BEGIN MATERIAL FOR THIS EXERCISE

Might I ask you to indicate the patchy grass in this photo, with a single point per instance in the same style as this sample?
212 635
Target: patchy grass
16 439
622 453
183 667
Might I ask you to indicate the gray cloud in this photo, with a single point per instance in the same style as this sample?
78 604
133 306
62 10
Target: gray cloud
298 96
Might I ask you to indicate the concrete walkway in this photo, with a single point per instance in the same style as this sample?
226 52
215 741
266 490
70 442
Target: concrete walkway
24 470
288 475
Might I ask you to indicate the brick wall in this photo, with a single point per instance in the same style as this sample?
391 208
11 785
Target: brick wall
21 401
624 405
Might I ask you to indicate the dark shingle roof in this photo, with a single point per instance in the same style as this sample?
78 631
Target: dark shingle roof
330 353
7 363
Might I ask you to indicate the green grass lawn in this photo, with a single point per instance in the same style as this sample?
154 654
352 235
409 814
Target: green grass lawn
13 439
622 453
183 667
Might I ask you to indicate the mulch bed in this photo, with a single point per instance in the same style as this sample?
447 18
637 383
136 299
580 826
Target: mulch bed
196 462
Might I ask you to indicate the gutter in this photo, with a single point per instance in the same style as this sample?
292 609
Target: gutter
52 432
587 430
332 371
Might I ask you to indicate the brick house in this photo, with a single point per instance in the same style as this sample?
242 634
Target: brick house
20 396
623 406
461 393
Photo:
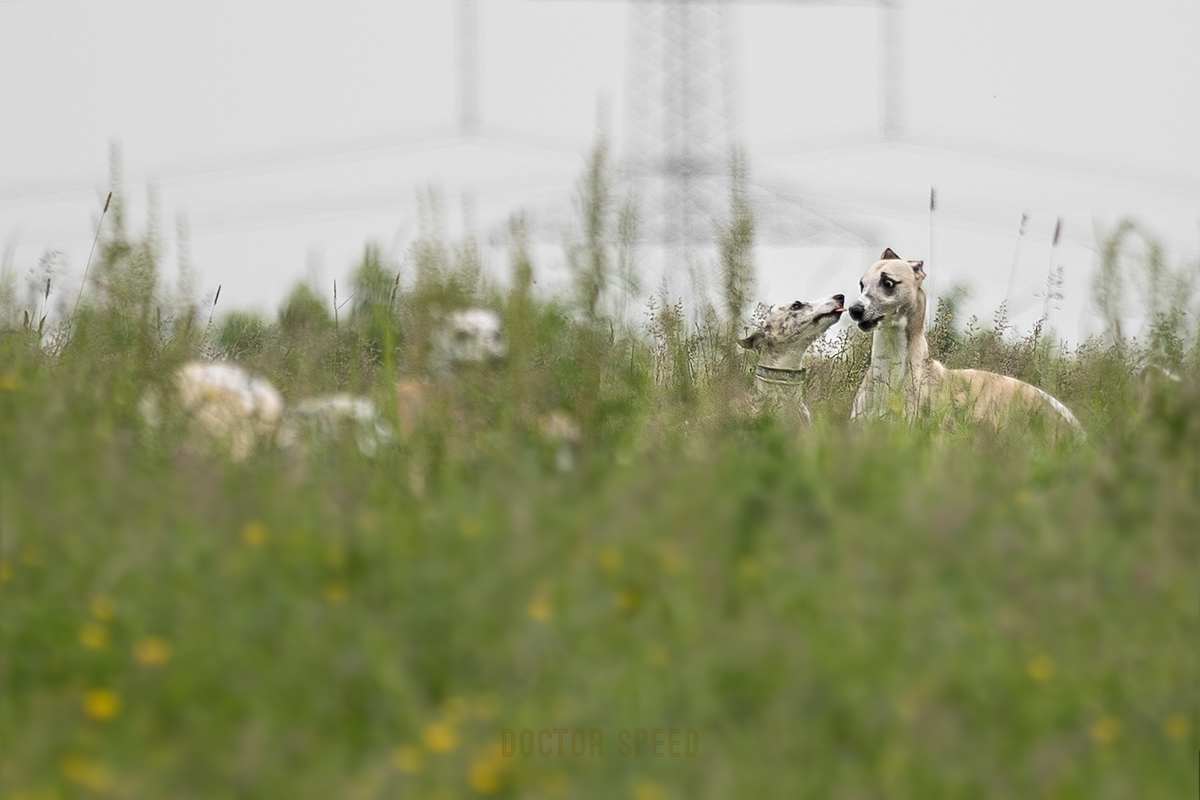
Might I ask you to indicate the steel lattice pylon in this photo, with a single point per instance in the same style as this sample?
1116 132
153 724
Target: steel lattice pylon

END MATERIAL FOR THIS EXERCISE

SET TASK: Copy everything from the line containing "Might I ask you to indicate the green" down through the end of the records. Increase by 98 each point coordinate listed beneath a "Target:" line, keep every other number and word unchanged, and leave the pictures out.

RIGHT ANSWER:
Might I ask you to indicate the green grass lawn in this photo, with a single point per instance in the same style as this sample?
154 654
352 235
409 814
Target: green grass lawn
111 537
720 551
281 765
Might I ask you to indicate the mulch bed in this photo, with a single point per instance in the same style as this sample?
447 18
637 383
136 299
580 826
Target: mulch bed
294 560
Might I ask you to indicate the gutter in this photo, with a single point per instance in the same style as this sample?
292 609
Target: gutter
150 530
685 528
430 469
Might I ask you to indicate the brick house in this photo, with a single point per instance in the same style as this sample?
242 634
Target: brick house
118 494
721 504
559 491
Photo:
Might I ask you to indicate the steel lattice pylon in this photo, with a single point per instance in the same style as this sample?
1116 132
153 724
Target: steel lattice pylon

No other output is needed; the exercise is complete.